__DOCUMENT EXCERPT__.
┌──

Blu-ray discs were all the rage back in 2005, but consumer adoption of Blu-ray content has been lower than the industry hoped as people increasingly rely on their Internet connections to access television and movie content like Netflix and Hulu. And what about that 3-D TV craze that picked up steam in 2010 after “Avatar” wowed theater-goers? Well, 3-D TV sales have lagged in large part because of the annoyance of wearing 3-D glasses and the startling lack of quality 3-D content.

Over the last few months, consumers have rightfully voiced their concerns: Is 4K just the latest technology gimmick? How does 4K work? Is it really that much better? More importantly, is it worth the money? Let’s answer these burning questions.

What is 4K?

4K television sets offer a digital video resolution with a horizontal dimension nearly 4,000 pixels across (many 4K sets offer a picture that’s 3840 x 2160 pixels). Currently, the best resolution you’ll often find in stores is 1080p, which boasts a picture of 1920 x 1080 pixels. In simpler words, 4K TVs double the width of a 1080p high definition display (which has long been considered the best around) and offers four times as many total pixels.

That seems like an incredible amount of resolution — and it is. The 4K display is massive compared to every other 16:9 video format. In fact, it’s more or less the same resolution as you’ll find in most movie theaters in the United States.

Of course, the development of 4K technology is allowing TV companies to make much larger sets. For example, Samsung has crafted a “floating” 110-inch 4K Ultra HD TV. This gigantic but thin model uses a metal frame that props the display up, allowing it to be angled up or down at the viewer’s pleasure. Even more interesting, the frame itself includes a built-in speaker system, eliminating the need for additional external speakers.

While Samsung’s gaudy model certainly costs a pretty penny (an estimated $37,900), it is without question a clever design and a signal of what’s coming in the future. Maybe author Ray Bradbury wasn’t too far off when he predicted that floor-to-ceiling TV sets would one day come to fruition in “Fahrenheit 451.”

Is 4K that much better?

This question remains hotly debated. It all depends on the content that’s available and how people plan to use their TVs.

└──

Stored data
┌──

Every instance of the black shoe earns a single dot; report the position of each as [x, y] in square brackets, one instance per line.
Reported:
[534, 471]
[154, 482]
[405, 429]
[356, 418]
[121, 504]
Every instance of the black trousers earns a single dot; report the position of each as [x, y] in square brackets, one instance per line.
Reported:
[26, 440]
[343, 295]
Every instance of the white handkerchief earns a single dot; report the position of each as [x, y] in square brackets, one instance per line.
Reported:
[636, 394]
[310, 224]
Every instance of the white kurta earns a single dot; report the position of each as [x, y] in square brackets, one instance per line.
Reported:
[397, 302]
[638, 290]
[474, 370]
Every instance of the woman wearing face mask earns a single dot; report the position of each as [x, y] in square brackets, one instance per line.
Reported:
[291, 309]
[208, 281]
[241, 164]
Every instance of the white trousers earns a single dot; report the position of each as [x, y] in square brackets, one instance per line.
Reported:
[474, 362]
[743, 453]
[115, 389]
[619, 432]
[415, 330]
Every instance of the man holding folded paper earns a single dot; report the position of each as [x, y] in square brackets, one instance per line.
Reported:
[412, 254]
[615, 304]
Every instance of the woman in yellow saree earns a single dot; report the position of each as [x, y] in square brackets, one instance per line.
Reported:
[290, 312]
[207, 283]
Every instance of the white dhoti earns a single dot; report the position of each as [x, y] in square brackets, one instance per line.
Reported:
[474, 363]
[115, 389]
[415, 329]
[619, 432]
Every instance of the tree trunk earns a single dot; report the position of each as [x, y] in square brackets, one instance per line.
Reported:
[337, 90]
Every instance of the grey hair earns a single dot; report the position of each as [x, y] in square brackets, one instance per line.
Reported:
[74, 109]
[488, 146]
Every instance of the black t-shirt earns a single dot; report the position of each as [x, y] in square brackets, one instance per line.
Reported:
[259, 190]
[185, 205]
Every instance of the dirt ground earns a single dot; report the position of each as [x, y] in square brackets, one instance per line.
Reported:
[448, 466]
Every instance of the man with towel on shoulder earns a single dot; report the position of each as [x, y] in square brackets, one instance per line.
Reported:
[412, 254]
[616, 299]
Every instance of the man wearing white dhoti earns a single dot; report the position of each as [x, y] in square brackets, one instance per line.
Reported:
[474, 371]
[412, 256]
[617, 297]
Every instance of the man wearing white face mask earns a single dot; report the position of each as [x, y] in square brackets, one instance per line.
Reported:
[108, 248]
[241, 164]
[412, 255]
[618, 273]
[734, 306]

└──

__EXERCISE__.
According to the text on 4K televisions, what is the estimated price of Samsung's floating 110-inch 4K Ultra HD TV?

__RESPONSE__.
An estimated $37,900.